* START Extracted entries *

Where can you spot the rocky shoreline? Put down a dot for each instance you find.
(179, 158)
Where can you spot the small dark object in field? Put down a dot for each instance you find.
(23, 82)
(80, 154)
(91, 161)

* END Extracted entries *

— The exercise —
Print the lines above again, keeping every character unchanged.

— Exercise response —
Where can you spot the rocky shoreline? Put down a dot for each instance you find.
(179, 158)
Where can you spot the small dark object in field? Put down a dot for each instance you find.
(23, 82)
(80, 154)
(91, 161)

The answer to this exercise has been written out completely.